| TASK MATERIAL |

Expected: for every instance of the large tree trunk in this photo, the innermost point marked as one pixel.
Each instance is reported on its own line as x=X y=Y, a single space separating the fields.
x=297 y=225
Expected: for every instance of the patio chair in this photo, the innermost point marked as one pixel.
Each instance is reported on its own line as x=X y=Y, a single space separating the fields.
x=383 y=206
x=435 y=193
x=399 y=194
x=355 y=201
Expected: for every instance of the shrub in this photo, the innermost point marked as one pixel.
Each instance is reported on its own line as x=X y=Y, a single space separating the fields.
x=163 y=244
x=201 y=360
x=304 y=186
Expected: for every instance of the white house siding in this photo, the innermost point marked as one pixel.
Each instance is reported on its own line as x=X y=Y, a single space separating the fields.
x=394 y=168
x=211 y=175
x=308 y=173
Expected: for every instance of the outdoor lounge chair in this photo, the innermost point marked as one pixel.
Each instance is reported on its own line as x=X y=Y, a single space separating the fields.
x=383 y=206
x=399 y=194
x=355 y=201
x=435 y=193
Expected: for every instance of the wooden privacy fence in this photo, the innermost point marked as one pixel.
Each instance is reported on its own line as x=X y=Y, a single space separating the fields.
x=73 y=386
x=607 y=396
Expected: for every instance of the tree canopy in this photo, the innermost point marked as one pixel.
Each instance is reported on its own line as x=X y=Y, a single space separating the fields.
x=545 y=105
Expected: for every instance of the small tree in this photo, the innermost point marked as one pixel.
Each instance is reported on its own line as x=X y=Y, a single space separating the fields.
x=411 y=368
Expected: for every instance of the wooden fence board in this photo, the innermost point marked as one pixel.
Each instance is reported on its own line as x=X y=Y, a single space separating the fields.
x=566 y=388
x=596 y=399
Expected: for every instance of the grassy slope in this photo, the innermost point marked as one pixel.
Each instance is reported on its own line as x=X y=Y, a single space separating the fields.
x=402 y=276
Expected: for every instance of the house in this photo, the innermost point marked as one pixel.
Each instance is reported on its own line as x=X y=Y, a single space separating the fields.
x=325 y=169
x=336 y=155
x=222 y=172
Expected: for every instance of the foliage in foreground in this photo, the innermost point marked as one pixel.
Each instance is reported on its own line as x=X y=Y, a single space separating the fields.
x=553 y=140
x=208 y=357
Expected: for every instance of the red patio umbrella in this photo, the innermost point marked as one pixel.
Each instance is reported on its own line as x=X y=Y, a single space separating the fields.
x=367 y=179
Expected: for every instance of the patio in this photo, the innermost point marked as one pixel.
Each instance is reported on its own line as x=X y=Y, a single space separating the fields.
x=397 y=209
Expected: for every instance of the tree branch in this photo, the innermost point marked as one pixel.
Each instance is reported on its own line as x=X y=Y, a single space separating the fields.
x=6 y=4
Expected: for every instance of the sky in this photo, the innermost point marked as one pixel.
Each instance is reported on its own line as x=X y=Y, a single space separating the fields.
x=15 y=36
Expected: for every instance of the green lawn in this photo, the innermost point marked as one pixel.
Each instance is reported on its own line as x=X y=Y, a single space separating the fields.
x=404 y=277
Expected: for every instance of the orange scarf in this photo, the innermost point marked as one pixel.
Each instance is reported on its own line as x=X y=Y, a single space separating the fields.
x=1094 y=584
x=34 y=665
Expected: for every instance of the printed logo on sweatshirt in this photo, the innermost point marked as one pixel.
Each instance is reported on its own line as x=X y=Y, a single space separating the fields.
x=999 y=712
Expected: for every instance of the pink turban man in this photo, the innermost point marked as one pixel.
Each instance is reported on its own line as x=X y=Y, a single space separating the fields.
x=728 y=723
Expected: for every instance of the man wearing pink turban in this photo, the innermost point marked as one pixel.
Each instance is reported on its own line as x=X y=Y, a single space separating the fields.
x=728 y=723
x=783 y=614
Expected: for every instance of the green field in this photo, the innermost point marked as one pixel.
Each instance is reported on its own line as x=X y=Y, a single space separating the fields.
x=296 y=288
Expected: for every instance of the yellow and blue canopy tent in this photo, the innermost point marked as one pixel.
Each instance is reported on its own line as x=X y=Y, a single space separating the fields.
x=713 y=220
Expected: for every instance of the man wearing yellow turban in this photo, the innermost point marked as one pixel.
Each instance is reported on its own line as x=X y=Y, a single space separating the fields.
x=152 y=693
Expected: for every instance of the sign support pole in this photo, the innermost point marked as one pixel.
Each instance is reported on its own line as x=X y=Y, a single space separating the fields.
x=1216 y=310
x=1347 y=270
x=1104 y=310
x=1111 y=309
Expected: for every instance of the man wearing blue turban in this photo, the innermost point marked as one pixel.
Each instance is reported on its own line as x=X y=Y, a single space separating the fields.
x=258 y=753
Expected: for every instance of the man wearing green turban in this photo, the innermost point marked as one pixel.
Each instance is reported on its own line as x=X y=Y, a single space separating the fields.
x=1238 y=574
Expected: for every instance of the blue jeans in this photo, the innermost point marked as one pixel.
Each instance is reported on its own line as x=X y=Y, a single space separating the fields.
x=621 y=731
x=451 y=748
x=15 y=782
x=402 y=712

| TASK STATEMENT |
Copy out the records that start with the line containing "Expected: for every instance of the wooden privacy" and continue through the line containing "x=208 y=357", keeping every line identical.

| COMPLETED TASK |
Expected: for every instance of the wooden privacy fence in this photo, the innermost point marked as one pixel.
Each instance is reported on its own line as x=X y=Y, a single space separating the fields.
x=73 y=386
x=607 y=396
Expected: for every instance of the tree canopy in this photo, the innermost point marked as one pixel.
Each instance is reported on its own line as x=X y=Y, a single space separating the fields.
x=545 y=105
Expected: for every instance of the small tree in this photo, the innermost point marked as one pixel.
Each instance is reported on its own line as x=X y=Y, a single space separating the fields.
x=411 y=368
Expected: for every instance of the wooden fence board in this photo, the innermost point marked as one pixel.
Each instance is reported on its own line as x=X y=Y, a single space separating the fields.
x=566 y=388
x=596 y=399
Expected: for every instance of the grassy slope in this photo, the innermost point marked as one pixel.
Each instance is reported on its own line as x=X y=Y, a single space separating the fields.
x=402 y=276
Expected: for every instance of the house in this photo, the innermost point marked as one pixel.
Each instance is reported on its own line as x=X y=Y, a single space separating the fields.
x=325 y=169
x=336 y=155
x=222 y=172
Expected: for every instance of the foliage in foreground in this photo, the innermost point marked as one pixel.
Each instance is reported on its own line as x=X y=Y, a single space separating the fields.
x=553 y=140
x=208 y=357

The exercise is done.